God bless you friends, for your fellowship in the gospel, and for the good and edifying discussion. Most rewarding, thank you.
I'll be out all day tomorrow trying to sell some paintings, and then if I'm not exhausted I intend to travel to some local lily ponds to take some reference photos. The lilies are currently in full flower, and tomorrow is the only day with guaranteed sunshine, so I have to strike while the iron's hot.
Dolores wrote: I for one have not attended in a few months because of my husband's weakness and sickness. I live stream it from home and am thankful for that but I rather enjoy being a part of the service. Yesterday, pastor gave scriptures to keep us encouraged in the dark hour we are now living in. One being; If my people who are called by my name would repent and turn from their wicked ways and pray, then I will come and heal their land. (From memory so if anyone knows where this verse is located, then your help is appreciared). Then the church was asked to get on their knees if able and pray for our nation and world situation. It starts with us as His people to forsake our own sins first then pray for the nations sins. What good is salt if it has lost it's savory.
I'm sorry to hear of your husband's illness, Dolores.
And I thank you for sharing with us some of your pastor's sermon, which I think is most relevant to our own day and age, as it shows the great mercy of God given when his people get back to their full commitment and repentance. I especially liked the pastor's call for the congregation to go on their knees before God and pray for the nation and the world situation. That's rare, sister.
Headsup wrote: Perhaps you should have specified in your comment you switched from addressing me to addressing Delores. You cause confusion, then you accuse me of being some form of Calvinism? My apologies for not understanding your post
Well if you thought Dolores question was off topic, why enter in to the debate at all? It's you that's off topic now. But hey, I don't mind that. Don't forget, "I'm not a number, I'm a free man."
MS wrote: I agree with your thoughts John. In wrapping up this post...I would add that may we all examine our hearts--where propriety begins--what surgeries has the Holy Spirit already performed there? May we be concerned of the aspects of a spiritual wardrobe and therefore as the elect of God put on bowels of mercies, kindness, humbleness of mind, meekness, longsuffering....... While not neglecting our outward appearance to reflect who we are in Christ Jesus our Lord. Blessings in the Beloved, fellow Pilgrim.
MS, you are wide awake I perceive. And if you want to stay that way, take no notice of the gainsayers, who would rather you went back to sleep, along with most of the rest of christendom.

■ GIVEN INFORMATION ■
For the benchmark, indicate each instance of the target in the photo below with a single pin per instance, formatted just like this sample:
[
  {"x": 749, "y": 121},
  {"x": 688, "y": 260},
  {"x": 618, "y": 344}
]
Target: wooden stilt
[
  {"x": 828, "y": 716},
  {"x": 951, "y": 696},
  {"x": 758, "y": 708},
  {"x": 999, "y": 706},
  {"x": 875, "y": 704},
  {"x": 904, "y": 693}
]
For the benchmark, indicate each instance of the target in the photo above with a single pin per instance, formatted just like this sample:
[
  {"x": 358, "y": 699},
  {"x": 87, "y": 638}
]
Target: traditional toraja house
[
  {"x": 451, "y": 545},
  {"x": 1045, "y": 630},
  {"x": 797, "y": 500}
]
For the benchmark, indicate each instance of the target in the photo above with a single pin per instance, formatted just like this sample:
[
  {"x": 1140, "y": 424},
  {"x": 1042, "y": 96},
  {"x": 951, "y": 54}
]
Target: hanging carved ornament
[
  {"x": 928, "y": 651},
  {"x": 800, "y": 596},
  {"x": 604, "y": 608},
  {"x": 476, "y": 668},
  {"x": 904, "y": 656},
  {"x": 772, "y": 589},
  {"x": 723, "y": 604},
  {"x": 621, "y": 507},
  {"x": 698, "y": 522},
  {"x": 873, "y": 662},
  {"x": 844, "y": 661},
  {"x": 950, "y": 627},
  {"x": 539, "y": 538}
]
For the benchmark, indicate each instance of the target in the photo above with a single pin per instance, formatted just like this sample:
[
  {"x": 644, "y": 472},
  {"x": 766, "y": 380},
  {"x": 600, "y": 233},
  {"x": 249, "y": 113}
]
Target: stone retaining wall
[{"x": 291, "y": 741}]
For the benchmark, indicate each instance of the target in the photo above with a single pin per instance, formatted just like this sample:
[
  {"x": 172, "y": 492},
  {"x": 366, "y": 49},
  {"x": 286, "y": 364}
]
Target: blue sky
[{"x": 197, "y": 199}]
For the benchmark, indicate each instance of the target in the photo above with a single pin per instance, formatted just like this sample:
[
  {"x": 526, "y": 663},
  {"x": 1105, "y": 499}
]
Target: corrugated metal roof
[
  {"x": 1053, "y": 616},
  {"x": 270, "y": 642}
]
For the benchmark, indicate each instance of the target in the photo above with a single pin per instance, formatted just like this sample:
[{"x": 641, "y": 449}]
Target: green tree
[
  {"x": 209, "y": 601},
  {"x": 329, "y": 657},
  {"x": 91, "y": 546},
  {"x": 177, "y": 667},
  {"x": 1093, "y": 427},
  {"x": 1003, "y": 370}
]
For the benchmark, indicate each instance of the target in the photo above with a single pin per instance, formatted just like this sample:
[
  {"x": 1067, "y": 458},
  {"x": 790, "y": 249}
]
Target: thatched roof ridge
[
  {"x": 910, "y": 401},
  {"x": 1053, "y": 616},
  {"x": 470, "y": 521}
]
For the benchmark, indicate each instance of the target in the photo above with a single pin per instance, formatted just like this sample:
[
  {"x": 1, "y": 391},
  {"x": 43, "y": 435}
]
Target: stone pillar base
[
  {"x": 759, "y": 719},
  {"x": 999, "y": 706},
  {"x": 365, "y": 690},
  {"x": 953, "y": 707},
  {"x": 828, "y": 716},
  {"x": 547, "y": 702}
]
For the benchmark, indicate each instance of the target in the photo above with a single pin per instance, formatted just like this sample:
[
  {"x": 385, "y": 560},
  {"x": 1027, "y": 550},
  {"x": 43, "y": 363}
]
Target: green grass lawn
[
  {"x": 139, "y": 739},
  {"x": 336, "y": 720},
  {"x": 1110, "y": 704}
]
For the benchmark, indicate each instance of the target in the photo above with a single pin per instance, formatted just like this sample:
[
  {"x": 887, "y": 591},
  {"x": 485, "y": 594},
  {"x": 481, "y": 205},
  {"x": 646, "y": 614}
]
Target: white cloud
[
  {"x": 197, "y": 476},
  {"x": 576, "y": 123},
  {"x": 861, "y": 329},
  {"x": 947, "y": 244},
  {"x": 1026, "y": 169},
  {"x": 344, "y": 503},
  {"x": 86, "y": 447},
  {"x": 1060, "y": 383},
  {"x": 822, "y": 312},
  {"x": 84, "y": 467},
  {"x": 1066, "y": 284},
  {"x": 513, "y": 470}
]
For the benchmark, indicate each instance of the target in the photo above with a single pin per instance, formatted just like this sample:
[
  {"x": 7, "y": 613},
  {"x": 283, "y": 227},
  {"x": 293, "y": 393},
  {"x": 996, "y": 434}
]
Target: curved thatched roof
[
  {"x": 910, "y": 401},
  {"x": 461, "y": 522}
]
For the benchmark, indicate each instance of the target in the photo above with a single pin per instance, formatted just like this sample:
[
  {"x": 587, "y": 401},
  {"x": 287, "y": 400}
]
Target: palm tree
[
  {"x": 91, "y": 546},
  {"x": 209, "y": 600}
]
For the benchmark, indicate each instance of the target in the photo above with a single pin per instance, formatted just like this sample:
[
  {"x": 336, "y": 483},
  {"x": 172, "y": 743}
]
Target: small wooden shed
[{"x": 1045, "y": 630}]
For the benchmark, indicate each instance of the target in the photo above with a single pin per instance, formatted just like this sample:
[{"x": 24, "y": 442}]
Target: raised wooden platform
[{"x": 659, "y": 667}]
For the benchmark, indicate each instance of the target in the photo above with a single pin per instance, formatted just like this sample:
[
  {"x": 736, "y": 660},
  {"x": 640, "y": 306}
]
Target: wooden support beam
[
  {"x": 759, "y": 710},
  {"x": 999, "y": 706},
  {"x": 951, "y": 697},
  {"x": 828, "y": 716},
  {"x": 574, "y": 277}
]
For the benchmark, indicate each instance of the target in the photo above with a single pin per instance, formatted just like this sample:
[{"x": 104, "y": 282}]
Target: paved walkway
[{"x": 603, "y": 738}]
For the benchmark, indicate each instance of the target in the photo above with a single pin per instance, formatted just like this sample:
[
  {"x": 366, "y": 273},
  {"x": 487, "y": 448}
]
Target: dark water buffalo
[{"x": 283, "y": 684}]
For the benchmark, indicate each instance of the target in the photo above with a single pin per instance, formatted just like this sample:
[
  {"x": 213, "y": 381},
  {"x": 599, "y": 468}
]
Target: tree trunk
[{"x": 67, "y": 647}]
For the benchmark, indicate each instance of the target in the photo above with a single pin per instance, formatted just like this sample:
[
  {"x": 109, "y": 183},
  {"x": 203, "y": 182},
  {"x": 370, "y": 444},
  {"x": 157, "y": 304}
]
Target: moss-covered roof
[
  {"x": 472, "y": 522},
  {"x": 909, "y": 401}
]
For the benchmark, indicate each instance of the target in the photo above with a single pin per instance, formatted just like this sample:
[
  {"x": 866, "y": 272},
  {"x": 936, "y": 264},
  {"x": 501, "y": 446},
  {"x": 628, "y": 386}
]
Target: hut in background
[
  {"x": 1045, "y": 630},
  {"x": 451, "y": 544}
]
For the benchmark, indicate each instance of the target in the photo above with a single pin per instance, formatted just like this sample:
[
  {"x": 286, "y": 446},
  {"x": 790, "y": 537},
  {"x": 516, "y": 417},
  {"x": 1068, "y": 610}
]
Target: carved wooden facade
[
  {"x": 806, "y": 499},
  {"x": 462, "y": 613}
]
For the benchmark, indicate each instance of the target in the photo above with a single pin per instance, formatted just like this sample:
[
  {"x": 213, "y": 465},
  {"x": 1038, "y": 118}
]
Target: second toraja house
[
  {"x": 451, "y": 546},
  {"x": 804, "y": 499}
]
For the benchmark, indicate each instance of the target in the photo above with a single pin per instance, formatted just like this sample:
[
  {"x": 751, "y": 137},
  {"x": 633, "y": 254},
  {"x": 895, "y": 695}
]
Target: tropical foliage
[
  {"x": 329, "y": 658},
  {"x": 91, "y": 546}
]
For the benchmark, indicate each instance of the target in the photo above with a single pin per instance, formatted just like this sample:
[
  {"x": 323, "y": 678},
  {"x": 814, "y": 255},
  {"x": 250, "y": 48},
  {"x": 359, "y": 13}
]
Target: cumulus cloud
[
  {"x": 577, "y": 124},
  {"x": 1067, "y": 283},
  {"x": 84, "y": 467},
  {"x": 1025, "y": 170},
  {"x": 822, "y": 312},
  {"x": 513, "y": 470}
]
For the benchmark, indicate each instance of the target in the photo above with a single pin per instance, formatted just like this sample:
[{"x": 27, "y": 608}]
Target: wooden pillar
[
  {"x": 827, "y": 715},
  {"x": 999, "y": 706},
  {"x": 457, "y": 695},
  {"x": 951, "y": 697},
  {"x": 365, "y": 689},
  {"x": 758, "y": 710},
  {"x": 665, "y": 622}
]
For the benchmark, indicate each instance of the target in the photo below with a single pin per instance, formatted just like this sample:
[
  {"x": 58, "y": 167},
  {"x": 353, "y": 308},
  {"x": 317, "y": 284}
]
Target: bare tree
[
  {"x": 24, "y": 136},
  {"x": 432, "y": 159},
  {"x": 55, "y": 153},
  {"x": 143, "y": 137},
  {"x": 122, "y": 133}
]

■ GIVEN INSTRUCTION ■
Carry on the forum discussion about faith from the point where it ends. The material above is unrelated to the forum discussion.

■ WRITTEN ANSWER ■
Living Christians are a thorn in the side of backsliders and compromisers and false professors. We should never need to fight for godliness within the church, but that's the way of it today, sadly. Most seem to want to just play church, and still indulge in sins.
The church needs to all pull together at least on this issue, seeing as "God is longsuffering to usward, not willing that any should perish but that all should come to repentance." ____
Thank you brother B.Mc - sorted. And thanks for all the texts.
headsup wrote: johnuk what does your scenario have to do with the topic at hand? I am not taking the bait to go down some jackrabbit trail with you. If you believe 2 Chronicles is for modern day America, then prove such from Scripture. Please stay with the topic at hand and do not attempt to waste time by chasing rabbits. Do remember, we will be held accountable for how we spend our time, and for every word we utter/type.
Hey, do you mind, oh thou of the self-righteous mindset. I answered a question put by Dolores, if you were paying attention. I don't see any rabbit there. But then, you probably see rabbits wherever you go. Not being nasty, just telling it like it is.
Michael Hranek wrote: How about obey God and weep over the sin of our country and its lukewarm and sleeping churches and pray!
If headsup is a neo-Calvinist, he won't know what it means to weep in prayer for the state of the land. They are taught that everything is predestinated and so they praise God for everything.
Maybe they ought to read some Praying Hyde, or relive George Whitefield preaching with tears out in the fields.
headsup, you are correct in saying that context is all important.
So, in the context of the modern world, would you think that all the "natural disasters" in certain countries, such as earthquakes, drought, high temperatures, freezing temperatures, hurricanes, psunamis, and other extreme weather violence, may in fact be judgments from God on the sins of the people? If so, where would you turn in the Bible for a remedy to the problem, such as repentance? Or is there no mercy with God, and we just have to put up with it, saying, "Praise God for his righteous justice."
MS wrote: 1 Corinthians 1:30.... Judicially a Christian is perfect in Christ. Practically is a daily battle.Galations 5:17. ----- The issue seems to be when other Christians take it upon themselves to decide what is the standard to be practiced by others in matters of apparel, food, drink, hair length for women, beards for men etc. Christan liberty has then been changed to rules that they decide must be kept for their own particular shibboleth.
Yes MS, to all points. I guess we've both come across the legalistic side of the church.
Within grace, there is such a thing as liberty of conscience regarding certain things, and so long as we study God's word and ask his Spirit to guide and lead us, no Christian will go astray.
What concerns me, is that some believers, not having been taught the need for abiding in Christ and thus bearing fruit of the Spirit, have left off needing Jesus to be godly, and have turned to their own ineffective means, which ends up losing that fellowship with God which sensitises our conscience, and can lead to bearing the wrong sort of fruit.
I know this can happen from mine own experiences of the Christian life.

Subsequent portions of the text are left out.